Exercise details>
How many lines in the records below contain the word "carved"? Reply with the number only.

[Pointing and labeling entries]
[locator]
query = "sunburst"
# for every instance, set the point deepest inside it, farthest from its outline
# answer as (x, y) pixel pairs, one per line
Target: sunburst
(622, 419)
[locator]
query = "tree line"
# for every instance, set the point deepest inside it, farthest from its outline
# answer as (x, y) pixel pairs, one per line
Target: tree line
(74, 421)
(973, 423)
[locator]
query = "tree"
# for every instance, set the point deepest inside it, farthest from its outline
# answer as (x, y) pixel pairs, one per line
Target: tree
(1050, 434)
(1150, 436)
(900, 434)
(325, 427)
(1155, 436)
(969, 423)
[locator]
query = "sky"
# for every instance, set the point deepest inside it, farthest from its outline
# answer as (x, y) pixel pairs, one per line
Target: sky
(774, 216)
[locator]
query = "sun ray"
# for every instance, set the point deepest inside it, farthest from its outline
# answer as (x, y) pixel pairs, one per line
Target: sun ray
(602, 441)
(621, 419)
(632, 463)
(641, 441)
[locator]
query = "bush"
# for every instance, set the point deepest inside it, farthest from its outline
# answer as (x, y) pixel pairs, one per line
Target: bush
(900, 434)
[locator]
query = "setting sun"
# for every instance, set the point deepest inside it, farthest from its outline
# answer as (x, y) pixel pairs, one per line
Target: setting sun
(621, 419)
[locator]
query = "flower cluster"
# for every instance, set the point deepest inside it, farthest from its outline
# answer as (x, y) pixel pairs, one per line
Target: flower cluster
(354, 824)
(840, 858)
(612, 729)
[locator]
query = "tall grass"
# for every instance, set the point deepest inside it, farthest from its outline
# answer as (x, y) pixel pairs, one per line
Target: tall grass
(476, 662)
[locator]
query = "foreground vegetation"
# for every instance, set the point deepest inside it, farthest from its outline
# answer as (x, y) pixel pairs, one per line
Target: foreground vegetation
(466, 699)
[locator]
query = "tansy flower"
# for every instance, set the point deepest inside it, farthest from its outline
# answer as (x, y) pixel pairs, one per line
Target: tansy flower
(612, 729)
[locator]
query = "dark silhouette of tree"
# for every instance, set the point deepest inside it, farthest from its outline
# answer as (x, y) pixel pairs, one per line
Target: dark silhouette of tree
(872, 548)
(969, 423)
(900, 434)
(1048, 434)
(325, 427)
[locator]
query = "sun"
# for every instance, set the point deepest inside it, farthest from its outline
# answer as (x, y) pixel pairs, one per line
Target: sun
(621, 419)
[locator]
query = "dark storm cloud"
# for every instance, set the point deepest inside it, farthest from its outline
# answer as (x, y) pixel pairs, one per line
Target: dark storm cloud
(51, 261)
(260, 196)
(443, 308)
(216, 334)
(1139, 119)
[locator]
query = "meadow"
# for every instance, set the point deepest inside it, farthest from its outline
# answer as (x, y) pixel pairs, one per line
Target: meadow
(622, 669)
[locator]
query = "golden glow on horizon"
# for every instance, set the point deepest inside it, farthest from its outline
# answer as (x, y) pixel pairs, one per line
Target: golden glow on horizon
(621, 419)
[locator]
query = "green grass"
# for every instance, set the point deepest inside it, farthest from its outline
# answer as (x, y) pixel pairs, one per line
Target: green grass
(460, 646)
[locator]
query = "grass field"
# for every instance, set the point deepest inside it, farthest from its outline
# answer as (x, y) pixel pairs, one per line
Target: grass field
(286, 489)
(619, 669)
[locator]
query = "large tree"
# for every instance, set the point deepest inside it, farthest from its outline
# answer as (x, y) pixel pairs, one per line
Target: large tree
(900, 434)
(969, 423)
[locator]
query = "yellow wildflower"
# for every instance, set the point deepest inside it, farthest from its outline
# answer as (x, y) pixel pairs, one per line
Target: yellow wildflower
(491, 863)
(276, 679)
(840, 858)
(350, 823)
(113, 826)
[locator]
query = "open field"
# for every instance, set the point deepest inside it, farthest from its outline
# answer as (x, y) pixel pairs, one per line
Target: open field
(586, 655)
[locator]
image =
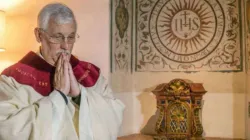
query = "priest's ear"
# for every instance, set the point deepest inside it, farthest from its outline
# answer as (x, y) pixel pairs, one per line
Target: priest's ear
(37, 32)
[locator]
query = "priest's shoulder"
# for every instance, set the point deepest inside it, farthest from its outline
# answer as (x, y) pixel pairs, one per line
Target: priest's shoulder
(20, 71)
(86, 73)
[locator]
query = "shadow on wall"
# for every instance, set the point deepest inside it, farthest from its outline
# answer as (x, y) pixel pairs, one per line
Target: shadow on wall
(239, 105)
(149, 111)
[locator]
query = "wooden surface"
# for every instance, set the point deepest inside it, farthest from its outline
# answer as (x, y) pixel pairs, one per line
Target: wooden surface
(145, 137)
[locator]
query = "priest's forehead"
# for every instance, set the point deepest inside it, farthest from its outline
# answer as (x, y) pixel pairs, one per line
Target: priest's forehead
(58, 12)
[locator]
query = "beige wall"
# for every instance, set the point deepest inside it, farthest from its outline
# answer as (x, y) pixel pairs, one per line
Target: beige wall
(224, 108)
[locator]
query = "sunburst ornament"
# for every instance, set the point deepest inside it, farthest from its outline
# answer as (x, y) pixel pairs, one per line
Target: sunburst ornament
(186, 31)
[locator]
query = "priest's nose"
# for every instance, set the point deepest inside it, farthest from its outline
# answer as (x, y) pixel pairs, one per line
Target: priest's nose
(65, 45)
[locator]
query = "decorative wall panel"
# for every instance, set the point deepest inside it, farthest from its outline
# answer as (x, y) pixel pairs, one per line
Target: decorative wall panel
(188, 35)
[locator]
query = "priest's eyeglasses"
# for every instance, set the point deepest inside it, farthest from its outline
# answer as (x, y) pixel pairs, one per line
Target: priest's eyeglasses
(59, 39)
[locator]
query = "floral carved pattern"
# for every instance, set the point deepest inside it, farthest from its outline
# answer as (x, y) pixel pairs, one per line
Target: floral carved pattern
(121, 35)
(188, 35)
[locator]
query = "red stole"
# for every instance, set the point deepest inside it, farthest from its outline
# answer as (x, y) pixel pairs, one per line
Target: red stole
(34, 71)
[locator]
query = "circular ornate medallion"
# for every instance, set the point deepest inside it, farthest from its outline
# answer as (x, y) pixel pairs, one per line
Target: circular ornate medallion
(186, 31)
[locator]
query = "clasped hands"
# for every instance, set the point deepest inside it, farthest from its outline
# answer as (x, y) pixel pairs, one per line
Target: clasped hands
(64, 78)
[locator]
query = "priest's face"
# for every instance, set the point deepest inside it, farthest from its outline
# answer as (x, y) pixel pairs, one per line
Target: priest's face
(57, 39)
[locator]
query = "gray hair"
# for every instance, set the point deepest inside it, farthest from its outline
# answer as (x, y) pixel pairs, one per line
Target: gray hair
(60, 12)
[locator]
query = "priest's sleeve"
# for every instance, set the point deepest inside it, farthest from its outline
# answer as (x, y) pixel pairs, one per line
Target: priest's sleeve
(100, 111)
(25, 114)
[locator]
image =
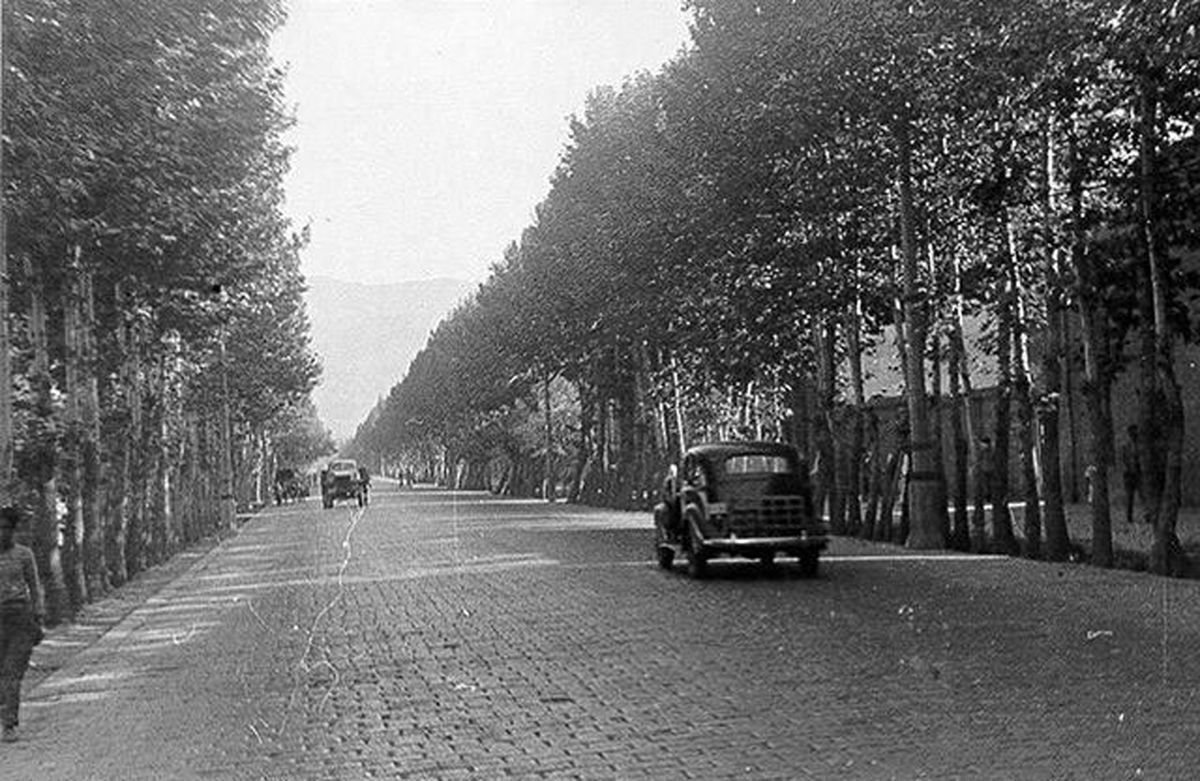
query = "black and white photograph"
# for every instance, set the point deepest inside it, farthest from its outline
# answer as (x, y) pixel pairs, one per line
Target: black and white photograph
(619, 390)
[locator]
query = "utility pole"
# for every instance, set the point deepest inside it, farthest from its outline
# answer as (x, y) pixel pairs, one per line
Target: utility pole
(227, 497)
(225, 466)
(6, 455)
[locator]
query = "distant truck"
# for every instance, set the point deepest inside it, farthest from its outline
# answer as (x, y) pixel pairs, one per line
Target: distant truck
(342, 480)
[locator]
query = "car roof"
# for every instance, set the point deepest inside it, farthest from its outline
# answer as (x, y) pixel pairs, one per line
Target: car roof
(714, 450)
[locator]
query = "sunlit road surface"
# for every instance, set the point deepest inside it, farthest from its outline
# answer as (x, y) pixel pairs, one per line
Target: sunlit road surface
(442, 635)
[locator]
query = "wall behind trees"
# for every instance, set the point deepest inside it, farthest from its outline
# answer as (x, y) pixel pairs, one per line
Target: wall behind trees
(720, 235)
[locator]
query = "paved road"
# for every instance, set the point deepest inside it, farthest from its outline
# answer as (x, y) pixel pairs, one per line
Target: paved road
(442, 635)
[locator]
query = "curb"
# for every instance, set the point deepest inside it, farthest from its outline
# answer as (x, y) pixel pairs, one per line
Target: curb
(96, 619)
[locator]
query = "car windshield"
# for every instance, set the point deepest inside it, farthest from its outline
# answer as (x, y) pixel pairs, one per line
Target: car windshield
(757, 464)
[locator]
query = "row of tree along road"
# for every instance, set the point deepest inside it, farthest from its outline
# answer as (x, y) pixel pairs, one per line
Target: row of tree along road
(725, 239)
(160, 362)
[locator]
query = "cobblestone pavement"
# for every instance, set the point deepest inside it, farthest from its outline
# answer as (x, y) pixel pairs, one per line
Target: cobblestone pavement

Exercise answer>
2